** START Raw records **
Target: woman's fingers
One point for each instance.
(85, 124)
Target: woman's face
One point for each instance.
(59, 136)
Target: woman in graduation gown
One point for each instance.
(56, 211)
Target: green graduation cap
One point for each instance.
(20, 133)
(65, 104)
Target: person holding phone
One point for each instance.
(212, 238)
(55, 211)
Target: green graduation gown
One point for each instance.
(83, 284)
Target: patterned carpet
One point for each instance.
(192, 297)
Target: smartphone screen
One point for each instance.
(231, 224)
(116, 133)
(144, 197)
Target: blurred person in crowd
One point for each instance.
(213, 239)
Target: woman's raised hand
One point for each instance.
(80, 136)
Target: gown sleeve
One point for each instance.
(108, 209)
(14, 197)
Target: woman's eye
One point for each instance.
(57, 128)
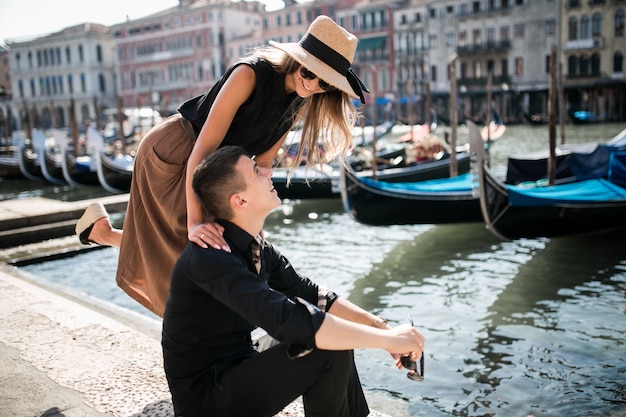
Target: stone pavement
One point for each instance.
(62, 358)
(65, 357)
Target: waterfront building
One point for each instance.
(53, 74)
(170, 56)
(404, 54)
(412, 67)
(594, 45)
(509, 39)
(5, 92)
(372, 22)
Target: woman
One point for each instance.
(254, 105)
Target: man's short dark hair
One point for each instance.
(215, 180)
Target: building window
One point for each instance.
(519, 66)
(550, 27)
(618, 62)
(102, 83)
(491, 36)
(595, 64)
(572, 66)
(596, 25)
(584, 65)
(619, 23)
(585, 27)
(572, 29)
(450, 40)
(476, 40)
(433, 41)
(477, 70)
(505, 33)
(462, 39)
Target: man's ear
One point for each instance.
(237, 201)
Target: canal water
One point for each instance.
(513, 328)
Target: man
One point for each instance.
(217, 298)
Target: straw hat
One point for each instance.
(327, 50)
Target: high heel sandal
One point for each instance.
(93, 213)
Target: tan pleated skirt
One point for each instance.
(155, 226)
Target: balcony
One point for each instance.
(496, 81)
(578, 44)
(484, 48)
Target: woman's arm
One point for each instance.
(233, 94)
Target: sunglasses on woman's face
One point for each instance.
(308, 75)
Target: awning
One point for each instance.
(371, 43)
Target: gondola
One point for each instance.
(114, 172)
(445, 200)
(412, 201)
(30, 163)
(79, 170)
(306, 182)
(9, 163)
(583, 206)
(52, 165)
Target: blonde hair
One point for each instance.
(326, 117)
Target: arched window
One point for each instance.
(585, 27)
(572, 66)
(595, 64)
(596, 25)
(619, 23)
(618, 62)
(572, 29)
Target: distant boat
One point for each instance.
(590, 204)
(114, 172)
(536, 119)
(51, 159)
(584, 117)
(9, 163)
(440, 201)
(30, 161)
(77, 170)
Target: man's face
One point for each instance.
(260, 193)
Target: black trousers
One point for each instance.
(264, 384)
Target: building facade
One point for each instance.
(73, 68)
(594, 45)
(168, 57)
(404, 55)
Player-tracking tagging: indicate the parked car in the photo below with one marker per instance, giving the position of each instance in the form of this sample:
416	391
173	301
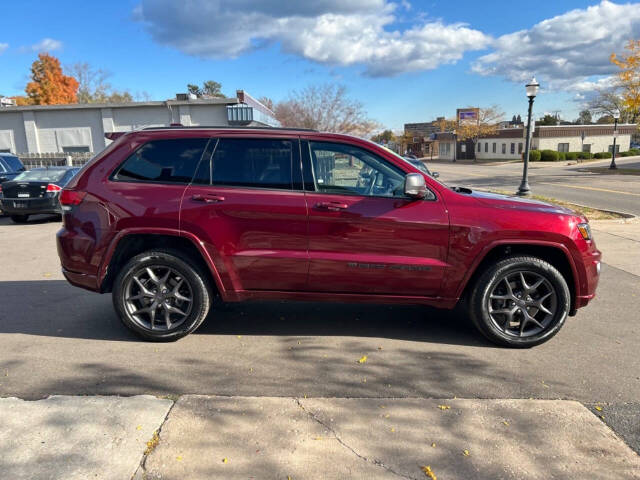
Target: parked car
34	192
420	165
167	219
10	166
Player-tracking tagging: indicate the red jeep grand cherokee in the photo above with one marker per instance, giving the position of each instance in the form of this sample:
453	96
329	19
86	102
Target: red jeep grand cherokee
168	218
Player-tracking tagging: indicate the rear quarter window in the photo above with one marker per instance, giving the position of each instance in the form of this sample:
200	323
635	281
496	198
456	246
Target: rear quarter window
163	161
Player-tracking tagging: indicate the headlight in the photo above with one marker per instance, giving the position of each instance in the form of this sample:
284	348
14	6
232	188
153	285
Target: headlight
585	231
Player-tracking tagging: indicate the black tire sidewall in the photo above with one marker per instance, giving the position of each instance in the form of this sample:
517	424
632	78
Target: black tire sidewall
488	281
201	294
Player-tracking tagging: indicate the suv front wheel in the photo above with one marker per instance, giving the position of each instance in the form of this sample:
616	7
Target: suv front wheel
161	296
520	302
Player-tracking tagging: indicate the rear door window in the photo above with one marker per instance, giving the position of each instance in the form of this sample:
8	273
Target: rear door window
254	163
163	161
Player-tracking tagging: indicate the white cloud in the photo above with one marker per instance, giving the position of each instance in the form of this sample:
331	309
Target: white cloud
334	32
567	52
47	45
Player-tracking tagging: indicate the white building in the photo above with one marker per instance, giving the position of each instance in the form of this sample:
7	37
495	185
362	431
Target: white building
76	128
508	143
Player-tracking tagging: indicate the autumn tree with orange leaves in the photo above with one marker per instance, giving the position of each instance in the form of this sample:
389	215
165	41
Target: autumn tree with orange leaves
629	77
49	86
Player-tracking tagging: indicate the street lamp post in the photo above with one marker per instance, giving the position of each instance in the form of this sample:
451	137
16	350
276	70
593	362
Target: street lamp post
616	116
532	90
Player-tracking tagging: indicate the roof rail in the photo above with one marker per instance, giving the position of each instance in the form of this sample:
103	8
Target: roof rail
226	127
** END Raw records **
What is needed —
Take the line in which "Player-tracking tagging: indicate the black" occurs and each subsequent line through the end; give these lines again without alteration.

Response to this exercise —
Player-tracking tagging: indicate the black tire sidewall in the photo above with one marker per instance, giving the position of each instance in the form of this sample:
517	424
632	78
Target: black tire sidewall
488	281
201	294
Player-tracking tagging: indicate the suv front wheel in the photo above with one marker per instance, giving the position of each instance in the form of this sample:
616	7
Target: suv front wheel
161	296
520	302
Player-tracking tagging: indicate the rear door window in the photo above with one marker per instance, giving the position of each instance in the form of this sample:
8	273
Target: rear door window
254	163
163	161
Player-tracking tagging: indicate the white cloud in the photo above with one marker per instance, giving the position of each instance in the form of this sample:
331	309
Target: white cloud
334	32
567	52
47	45
Player-tracking tagging: indicate the white building in the photo above with one marker per instance, giving the position of each instance in the form of this sample:
7	37
495	185
362	431
Target: white building
76	128
508	143
Player-tracking tagging: indicate the autumn tree with orange leaves in the photo above with one marker per instance, giving the position of each instance in the form of this sample:
389	215
165	41
Target: autumn tree with orange leaves
629	77
49	86
Player-tracking tagging: indicate the street lamp post in the photo above with one marker per instance, giving the position of each instance in the form of this sample:
451	137
16	350
276	70
593	362
Target: street lamp post
616	116
532	90
Player-tracking tagging: indicate the roof rail in the photo above with one marker per instance, giving the position of each instance in the form of this sample:
103	8
Target: roof rail
226	127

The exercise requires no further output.